• Material to process:
---*---
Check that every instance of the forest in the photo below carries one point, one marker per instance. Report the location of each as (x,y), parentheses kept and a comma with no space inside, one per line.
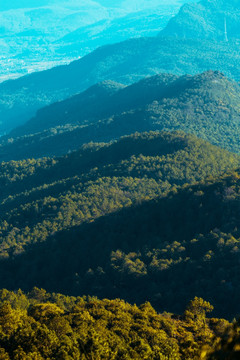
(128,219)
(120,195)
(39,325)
---*---
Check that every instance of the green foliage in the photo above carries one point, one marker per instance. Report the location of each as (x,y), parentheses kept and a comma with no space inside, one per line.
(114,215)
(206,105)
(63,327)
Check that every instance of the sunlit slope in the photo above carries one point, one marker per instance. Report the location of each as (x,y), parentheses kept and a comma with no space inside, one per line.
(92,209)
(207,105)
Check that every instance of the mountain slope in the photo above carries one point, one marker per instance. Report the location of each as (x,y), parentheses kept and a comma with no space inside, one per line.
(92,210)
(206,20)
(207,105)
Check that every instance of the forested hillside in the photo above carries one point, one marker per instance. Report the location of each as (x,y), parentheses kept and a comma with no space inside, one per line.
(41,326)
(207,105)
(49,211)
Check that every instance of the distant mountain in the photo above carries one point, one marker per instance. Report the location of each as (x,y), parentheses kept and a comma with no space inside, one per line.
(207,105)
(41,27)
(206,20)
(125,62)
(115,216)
---*---
• Required task: Gather every line in the rows above that contains the word "Check" and copy each one in full. Case counts when matching.

• Answer to the exercise:
Check that every instance of the forest in the photo below carries one point, one marker per instance. Report the location of each as (x,y), parentheses kept and a comma with no space inside, one per line.
Check that every instance of the green foliage in the photo above carries one point, one marker per instance. Report the location of each as (x,y), parentheses kept and a comma with no space inside, one per line.
Check that every instance of the sunlit slope in the photo above carries one point, one marker per instance. Report the location of each as (x,y), parentheses kept and a comma with no space inside, one per line.
Check that every instance of the mountain slope in the photo above carries one point, one marker per instance. Report the location of each as (x,y), parentheses kept and a comma with no space inside, one per line.
Check that every instance of the forested hillside in the photo above carries one point, one marker per instance. Report the location of each as (x,y), parentheses kept and a comma with no space inside, one per line.
Check that every instance of the distant mountain in the photo above carries one point, one marker per instance. Report the location of each as (x,y), parentheses kept and a comma with no space inside, one per line.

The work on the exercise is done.